Back in the 1980s, when Donna Hannah’s mother was living at Mt. Cartier Court, she used to come up and play music for her. She would bring up her guitar and accordion and use the piano at the residence and play songs that her own parents used to play for her as a kid.
When her mother passed away, the staff at Mt. Cartier Court asked her to come back. “They said it was so much easier with the patients after we played here,” Hannah told me before one of her weekly performances at Mt. Cartier with the Selkirk Ramblers.
Encouraged, Hannah kept coming up. Slowly, she started to grow a band. First, it was her friend Len Best who pushed her to start a jam session. They both liked country and western, so they started playing together – Hannah on piano and Best on guitar.
More people started showing up at her home for Sunday afternoon jam sessions and soon enough they had a full-fledged band going that would play weekly gigs at Mt. Cartier Court to entertain the residents there.
Players have come and gone but the Selkirk Ramblers have kept going.
For Hannah, the journey started as a kid growing up in Albert Canyon. She started playing music on the school piano and not long after her father gave her and her sister a guitar for Christmas.
“She didn’t like it too much so I got to use it most of the time,” she said.
The family moved to Revelstoke and there she started taking lessons with the music teacher in town. He pushed her to buy a new guitar.
“He said my talent was far better than what that guitar could do,” she said.
Hannah pointed over to her guitar. “That’s the same guitar right there. It’s 65 years old. It’s my pride and joy.”
She would play by herself or whoever was around, including the occasional all-night jam sessions with her neighbour.
The Selkirk Ramblers began in the ‘90s, first with Best, and then with more people joining up.
Hannah has an open door policy for her jam sessions. “If anyone arrives at my door and asks to join, we let them in,” she said. She told the story of one nervous kid who joined in one day, played for hours, but never returned.
Some people, like Best and Reg Lehman have gotten sick and can’t play anymore. Others like Neil Purchase, have moved away, so they can’t play as much.
I took in part of their performance at Mt. Cartier earlier this month. There were seven members there playing a mix of jaunty old-time country songs.
There was Bob and Melanie Melnyk – the former on bass and the latter on percussion. They joined up last year. There was Laura Stovel, who only recently joined the band on fiddle.

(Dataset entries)
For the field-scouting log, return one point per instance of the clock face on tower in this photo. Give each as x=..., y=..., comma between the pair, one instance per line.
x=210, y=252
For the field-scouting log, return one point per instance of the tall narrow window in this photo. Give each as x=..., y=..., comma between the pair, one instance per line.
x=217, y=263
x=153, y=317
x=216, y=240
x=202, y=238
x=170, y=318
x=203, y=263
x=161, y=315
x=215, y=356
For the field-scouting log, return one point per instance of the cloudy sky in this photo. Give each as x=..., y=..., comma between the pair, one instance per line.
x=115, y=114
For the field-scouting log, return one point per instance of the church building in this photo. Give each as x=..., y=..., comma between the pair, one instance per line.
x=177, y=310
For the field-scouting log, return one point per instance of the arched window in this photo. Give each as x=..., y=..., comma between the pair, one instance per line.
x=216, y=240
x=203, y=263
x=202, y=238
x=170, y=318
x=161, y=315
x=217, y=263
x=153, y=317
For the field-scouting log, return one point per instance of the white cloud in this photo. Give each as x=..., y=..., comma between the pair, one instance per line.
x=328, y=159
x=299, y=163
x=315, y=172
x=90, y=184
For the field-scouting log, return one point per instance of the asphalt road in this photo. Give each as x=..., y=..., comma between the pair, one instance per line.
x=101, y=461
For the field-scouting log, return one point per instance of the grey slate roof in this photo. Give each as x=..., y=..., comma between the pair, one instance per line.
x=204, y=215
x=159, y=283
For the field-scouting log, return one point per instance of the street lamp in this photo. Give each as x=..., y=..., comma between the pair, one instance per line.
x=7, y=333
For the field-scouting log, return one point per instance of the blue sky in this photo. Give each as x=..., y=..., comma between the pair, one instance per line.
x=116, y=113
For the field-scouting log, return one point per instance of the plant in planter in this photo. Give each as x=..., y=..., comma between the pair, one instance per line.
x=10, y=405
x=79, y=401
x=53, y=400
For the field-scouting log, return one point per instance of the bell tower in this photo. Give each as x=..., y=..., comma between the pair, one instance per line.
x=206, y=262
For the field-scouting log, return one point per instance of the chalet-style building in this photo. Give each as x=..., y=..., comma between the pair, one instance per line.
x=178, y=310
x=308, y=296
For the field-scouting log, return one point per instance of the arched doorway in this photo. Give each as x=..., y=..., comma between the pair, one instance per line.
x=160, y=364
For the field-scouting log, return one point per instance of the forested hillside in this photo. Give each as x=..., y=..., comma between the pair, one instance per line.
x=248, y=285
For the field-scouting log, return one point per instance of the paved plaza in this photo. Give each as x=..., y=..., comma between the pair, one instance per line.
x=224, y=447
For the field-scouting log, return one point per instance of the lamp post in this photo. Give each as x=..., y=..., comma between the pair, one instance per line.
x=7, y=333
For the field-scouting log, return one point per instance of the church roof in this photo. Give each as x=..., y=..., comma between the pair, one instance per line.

Tasks for this exercise —
[a] In the article about the Selkirk Ramblers, how old is Donna Hannah's guitar?
[b] List every person named in the Selkirk Ramblers article other than Donna Hannah.
[c] From the Selkirk Ramblers article, repeat the part that opens with the words containing "Some people, like" and closes with "old-time country songs.".

Answers to the exercise —
[a] It is 65 years old.

[b] Len Best, Reg Lehman, Neil Purchase, Bob Melnyk, Melanie Melnyk, Laura Stovel

[c]
Some people, like Best and Reg Lehman have gotten sick and can’t play anymore. Others like Neil Purchase, have moved away, so they can’t play as much.
I took in part of their performance at Mt. Cartier earlier this month. There were seven members there playing a mix of jaunty old-time country songs.